## Passage cité

Autre
Séance du 6 novembre 2007

Automédication : le patient acteur de sa santé

MOTS-CLÉS : auto-médication. éducation sanitaire. responsabilité sociale.
Self-medication, patients as actors in their own health
KEY-WORDS : health education. self medication. social responsability.

Laurent Degos

Résumé

La relation thérapeutique a évolué au cours des dernières décennies. Le patient est progressivement devenu acteur de sa santé et acteur de son soin, en ayant davantage accès à l’information, au savoir médical et même au savoir-faire médical dans certains cas. Cette évolution utile et nécessaire soulève pourtant de nombreuses questions : où commence le soin, où commence le rôle du professionnel de santé ? Qui est responsable de l’éducation du patient, qui est responsable des conséquences potentiellement négatives des actes et décisions que le patient accomplit pour lui-même ? Toutes ces questions engagent un véritable changement de culture pour accompagner le citoyen acteur de sa santé.

Summary

The patient-doctor relationship has changed in recent years. Patients are gradually becoming actors in their own health, in their own care, as they gain access to medical knowledge. This raises a number of thorny issues. Indeed, where does medical care begin —- especially the specific role of healthcare professionals ? Who should take responsibility for patient education, and who should hold to account for possible mistakes in self-medication ? Profound changes in attitudes are needed to help patients become actors in their own health.

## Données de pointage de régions
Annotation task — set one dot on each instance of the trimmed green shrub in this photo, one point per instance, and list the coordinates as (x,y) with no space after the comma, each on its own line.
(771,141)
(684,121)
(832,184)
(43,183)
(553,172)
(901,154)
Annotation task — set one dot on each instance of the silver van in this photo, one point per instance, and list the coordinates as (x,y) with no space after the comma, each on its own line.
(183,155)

## Objectif de la tâche
Rédigez la suite du texte sur l'automédication en reprenant juste après sa dernière phrase.

## Section réponse
Le citoyen est acteur de sa santé, il pratique ce que les anglo-saxons appellent le « self care ». Être acteur de sa santé est une notion plus large que l’automédication [1]. Le citoyen doit accroître son savoir, son savoir-faire et être responsable pour se prendre en charge.

L’accès à l’information

Les citoyens ont accès à des sources d’information en santé qui sont multiples.

Le problème est plus dans la fiabilité des réponses que dans le manque de réponse.

Outre les interrogations auprès des médecins, les données des associations de malades, les organismes d’information santé, les amis, le patient a maintenant un accès direct à tout type de connaissance via Internet, y compris aux documents académiques.

Cet accès à l’information présente d’abord certains avantages. Plus le patient est informé et éduqué, plus sa prise en charge est efficace. Il apprend le bénéfice, le risque, et l’inconnu (aléa thérapeutique). Il comprend les inconvénients et les interactions de la polymédication.

Mais l’accès à l’information présentera aussi certains inconvénients. Chacun sait que l’on voit désormais souvent un malade « informé » demander au professionnel de santé de lui donner ce qu’il doit recevoir suivant ses propres convictions, ou après consultation sur Internet ; il est difficile alors de le persuader de suivre plutôt un avis professionnel.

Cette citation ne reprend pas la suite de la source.